[Image-grounded pointing data]
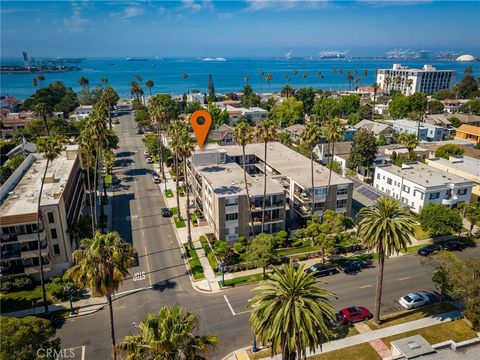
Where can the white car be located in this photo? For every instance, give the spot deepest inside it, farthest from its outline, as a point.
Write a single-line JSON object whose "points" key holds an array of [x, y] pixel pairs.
{"points": [[414, 300]]}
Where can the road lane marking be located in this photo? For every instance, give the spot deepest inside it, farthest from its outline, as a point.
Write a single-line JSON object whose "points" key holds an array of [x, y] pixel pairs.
{"points": [[229, 305]]}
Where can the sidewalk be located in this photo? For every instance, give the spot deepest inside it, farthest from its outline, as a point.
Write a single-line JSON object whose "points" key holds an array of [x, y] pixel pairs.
{"points": [[367, 336]]}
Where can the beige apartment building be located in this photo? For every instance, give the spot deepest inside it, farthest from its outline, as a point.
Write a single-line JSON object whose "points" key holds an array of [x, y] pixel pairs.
{"points": [[62, 203], [216, 178]]}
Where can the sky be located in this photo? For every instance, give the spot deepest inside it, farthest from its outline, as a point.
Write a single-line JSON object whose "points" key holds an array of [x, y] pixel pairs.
{"points": [[235, 28]]}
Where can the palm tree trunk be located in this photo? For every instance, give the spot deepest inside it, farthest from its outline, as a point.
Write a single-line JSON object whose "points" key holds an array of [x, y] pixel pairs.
{"points": [[264, 188], [189, 232], [40, 262], [176, 185], [246, 189], [90, 193], [378, 290], [112, 327]]}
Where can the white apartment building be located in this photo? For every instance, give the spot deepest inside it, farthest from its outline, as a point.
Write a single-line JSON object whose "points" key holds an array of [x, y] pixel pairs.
{"points": [[427, 80], [417, 185]]}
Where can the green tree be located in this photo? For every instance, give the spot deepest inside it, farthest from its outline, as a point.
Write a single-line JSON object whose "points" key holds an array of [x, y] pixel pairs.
{"points": [[310, 138], [50, 147], [101, 264], [364, 150], [440, 220], [261, 251], [27, 338], [291, 313], [168, 335], [289, 112], [385, 227], [447, 150]]}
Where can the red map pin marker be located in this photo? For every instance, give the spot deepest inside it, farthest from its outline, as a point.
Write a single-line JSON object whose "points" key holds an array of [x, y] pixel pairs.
{"points": [[201, 121]]}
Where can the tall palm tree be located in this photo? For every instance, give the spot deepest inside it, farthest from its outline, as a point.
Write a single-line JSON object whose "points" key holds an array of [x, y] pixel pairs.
{"points": [[265, 131], [50, 147], [333, 132], [84, 82], [385, 227], [243, 136], [291, 313], [149, 84], [186, 149], [101, 264], [168, 335], [311, 137]]}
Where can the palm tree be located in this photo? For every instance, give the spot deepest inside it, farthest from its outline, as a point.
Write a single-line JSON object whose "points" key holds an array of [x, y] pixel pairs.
{"points": [[168, 335], [149, 84], [243, 136], [385, 227], [333, 132], [186, 150], [50, 146], [265, 131], [83, 81], [291, 312], [311, 137], [101, 264]]}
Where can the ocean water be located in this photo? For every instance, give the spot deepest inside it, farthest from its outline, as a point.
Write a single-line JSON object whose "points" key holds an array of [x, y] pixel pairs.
{"points": [[227, 75]]}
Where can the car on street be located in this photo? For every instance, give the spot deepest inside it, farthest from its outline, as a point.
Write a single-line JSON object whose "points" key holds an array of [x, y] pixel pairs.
{"points": [[429, 250], [414, 300], [351, 266], [320, 269], [166, 212], [353, 314], [453, 245], [156, 179]]}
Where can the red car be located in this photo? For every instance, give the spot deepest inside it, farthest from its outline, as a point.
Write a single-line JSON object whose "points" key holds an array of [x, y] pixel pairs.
{"points": [[353, 314]]}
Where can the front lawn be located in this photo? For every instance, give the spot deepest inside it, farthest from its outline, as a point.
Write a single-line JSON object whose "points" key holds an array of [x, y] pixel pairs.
{"points": [[21, 300], [411, 315], [194, 262], [457, 330]]}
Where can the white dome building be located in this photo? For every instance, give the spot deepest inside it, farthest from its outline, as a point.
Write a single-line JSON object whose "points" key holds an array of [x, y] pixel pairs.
{"points": [[465, 58]]}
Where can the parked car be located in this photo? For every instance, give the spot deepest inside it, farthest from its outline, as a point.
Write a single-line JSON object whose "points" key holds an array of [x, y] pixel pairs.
{"points": [[414, 300], [166, 212], [429, 250], [453, 245], [321, 269], [353, 314], [156, 179], [353, 266]]}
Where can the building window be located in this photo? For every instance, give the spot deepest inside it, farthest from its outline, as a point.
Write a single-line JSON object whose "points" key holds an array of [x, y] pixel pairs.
{"points": [[233, 216]]}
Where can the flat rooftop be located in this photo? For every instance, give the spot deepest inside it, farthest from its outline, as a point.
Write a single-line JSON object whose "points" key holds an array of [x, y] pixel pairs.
{"points": [[23, 198], [289, 163], [461, 163], [227, 180], [424, 175]]}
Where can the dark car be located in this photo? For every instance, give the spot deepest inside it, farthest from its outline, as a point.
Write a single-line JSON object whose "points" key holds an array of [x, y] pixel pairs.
{"points": [[166, 212], [353, 266], [429, 250], [321, 269], [453, 245], [353, 314]]}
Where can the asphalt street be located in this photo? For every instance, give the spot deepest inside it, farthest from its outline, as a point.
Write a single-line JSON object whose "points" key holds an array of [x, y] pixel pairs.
{"points": [[161, 278]]}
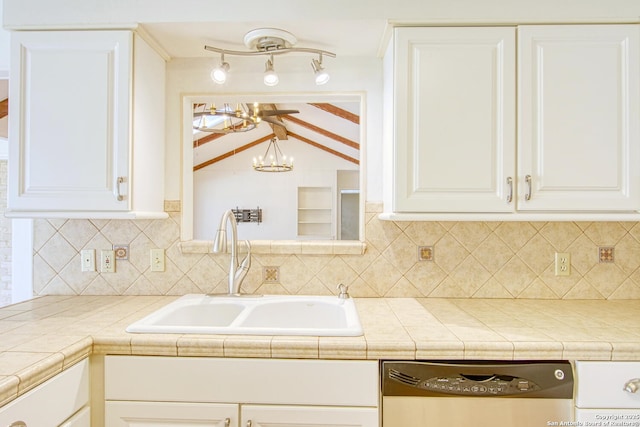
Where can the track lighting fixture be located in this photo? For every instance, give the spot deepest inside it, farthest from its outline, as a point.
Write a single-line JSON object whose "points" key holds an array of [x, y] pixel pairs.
{"points": [[321, 75], [219, 73], [270, 75], [270, 42]]}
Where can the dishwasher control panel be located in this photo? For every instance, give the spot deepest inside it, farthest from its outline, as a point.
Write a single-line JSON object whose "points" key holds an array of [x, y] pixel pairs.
{"points": [[478, 386], [477, 379]]}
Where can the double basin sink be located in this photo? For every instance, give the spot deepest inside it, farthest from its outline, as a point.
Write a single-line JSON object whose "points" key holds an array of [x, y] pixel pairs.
{"points": [[254, 315]]}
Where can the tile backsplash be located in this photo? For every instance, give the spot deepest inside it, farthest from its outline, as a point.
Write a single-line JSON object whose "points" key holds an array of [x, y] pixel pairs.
{"points": [[462, 260]]}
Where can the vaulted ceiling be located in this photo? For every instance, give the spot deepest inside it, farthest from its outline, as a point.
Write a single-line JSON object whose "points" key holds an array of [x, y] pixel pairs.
{"points": [[330, 127]]}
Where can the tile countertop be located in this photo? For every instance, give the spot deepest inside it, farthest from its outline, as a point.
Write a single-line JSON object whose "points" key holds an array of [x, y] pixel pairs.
{"points": [[41, 337]]}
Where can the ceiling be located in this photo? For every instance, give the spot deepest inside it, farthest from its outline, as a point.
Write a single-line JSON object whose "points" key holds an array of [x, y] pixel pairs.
{"points": [[332, 128], [342, 37]]}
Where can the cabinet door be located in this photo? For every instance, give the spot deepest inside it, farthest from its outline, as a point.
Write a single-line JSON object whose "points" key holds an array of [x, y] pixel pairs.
{"points": [[53, 402], [70, 120], [81, 419], [149, 414], [308, 416], [454, 119], [579, 117]]}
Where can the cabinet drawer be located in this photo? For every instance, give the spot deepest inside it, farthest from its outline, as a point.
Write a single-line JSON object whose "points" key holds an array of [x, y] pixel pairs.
{"points": [[53, 402], [600, 384], [267, 381]]}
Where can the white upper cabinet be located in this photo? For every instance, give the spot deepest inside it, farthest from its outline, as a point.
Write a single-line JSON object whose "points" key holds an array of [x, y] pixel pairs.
{"points": [[459, 146], [87, 125], [454, 119], [579, 117]]}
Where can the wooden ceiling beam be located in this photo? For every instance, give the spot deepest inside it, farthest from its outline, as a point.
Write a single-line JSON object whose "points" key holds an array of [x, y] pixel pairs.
{"points": [[279, 131], [337, 111], [232, 152], [323, 132], [207, 138], [4, 108], [324, 148]]}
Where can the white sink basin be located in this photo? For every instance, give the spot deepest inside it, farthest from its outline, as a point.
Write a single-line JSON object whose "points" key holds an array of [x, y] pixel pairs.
{"points": [[254, 315]]}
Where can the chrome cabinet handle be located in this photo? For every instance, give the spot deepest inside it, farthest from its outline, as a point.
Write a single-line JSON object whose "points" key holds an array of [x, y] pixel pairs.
{"points": [[527, 195], [632, 386], [121, 180]]}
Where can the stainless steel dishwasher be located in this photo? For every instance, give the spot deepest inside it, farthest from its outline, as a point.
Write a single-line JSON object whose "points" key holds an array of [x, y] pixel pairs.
{"points": [[478, 393]]}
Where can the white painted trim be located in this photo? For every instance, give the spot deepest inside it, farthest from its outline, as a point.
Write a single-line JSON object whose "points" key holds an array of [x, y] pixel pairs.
{"points": [[21, 260], [4, 148]]}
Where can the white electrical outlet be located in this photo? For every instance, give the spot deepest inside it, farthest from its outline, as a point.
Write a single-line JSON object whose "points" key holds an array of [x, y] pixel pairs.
{"points": [[157, 260], [563, 264], [107, 261], [88, 260]]}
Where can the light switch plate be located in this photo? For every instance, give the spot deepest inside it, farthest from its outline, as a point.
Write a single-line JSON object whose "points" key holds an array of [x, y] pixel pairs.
{"points": [[88, 260], [107, 261], [157, 260], [563, 264]]}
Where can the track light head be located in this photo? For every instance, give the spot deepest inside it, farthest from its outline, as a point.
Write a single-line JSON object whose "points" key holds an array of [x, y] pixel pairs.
{"points": [[270, 42], [270, 76], [320, 74]]}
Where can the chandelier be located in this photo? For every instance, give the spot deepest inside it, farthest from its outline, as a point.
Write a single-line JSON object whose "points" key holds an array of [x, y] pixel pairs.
{"points": [[270, 42], [273, 160]]}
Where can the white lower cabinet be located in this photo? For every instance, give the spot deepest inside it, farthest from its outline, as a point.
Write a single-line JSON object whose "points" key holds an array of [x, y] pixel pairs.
{"points": [[296, 416], [128, 414], [218, 392], [607, 393], [62, 401]]}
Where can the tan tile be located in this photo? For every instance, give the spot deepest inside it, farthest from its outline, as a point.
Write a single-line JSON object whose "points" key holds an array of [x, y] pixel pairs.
{"points": [[390, 349], [537, 254], [560, 234], [155, 344], [625, 351], [247, 346], [8, 388], [493, 253], [294, 347], [586, 350], [199, 345], [529, 350], [439, 350], [470, 234], [488, 350], [342, 348], [112, 343], [515, 234], [449, 253], [605, 233], [40, 368]]}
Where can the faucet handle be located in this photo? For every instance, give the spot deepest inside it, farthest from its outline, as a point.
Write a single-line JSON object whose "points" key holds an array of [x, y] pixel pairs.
{"points": [[343, 291]]}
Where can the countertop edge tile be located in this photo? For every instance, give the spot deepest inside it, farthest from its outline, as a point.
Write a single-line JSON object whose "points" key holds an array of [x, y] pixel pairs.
{"points": [[8, 388], [407, 335]]}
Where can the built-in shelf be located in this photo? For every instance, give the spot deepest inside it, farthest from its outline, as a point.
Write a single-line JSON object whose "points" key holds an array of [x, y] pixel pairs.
{"points": [[315, 212]]}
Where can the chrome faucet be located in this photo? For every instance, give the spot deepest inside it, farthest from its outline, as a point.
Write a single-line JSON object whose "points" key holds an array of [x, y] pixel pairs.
{"points": [[237, 270]]}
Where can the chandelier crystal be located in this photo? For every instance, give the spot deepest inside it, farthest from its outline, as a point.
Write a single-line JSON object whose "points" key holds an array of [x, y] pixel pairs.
{"points": [[273, 160]]}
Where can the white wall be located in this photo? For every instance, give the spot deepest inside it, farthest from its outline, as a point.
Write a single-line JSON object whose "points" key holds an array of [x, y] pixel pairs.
{"points": [[191, 77], [234, 181], [4, 47], [100, 13]]}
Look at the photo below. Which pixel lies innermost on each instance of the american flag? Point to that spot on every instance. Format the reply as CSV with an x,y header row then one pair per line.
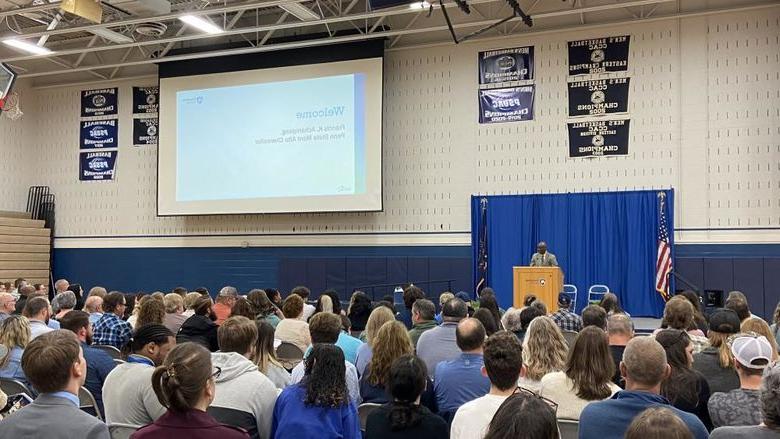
x,y
663,264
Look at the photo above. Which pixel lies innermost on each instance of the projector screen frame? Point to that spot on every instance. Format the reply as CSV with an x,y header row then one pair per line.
x,y
352,52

PROBLEM: In the records above, find each line with the string "building" and list it.

SOLUTION TO THE PROBLEM:
Where can the beige apartment building be located in this photo? For every instance, give the spot deepest inside it, farthest from its outline, as a point.
Where can the white apartment building be located in this photo? For every instance, give the spot deepest inside it, farthest from its outline, as a point.
Where can the white dome building be located in this photo? For every instance, give the spot deepest inside it, farthest from its outline, as a point.
Where can the building window be located in this photo? For every instance, give the spot deepest inside it, farthest from its outline, as a point.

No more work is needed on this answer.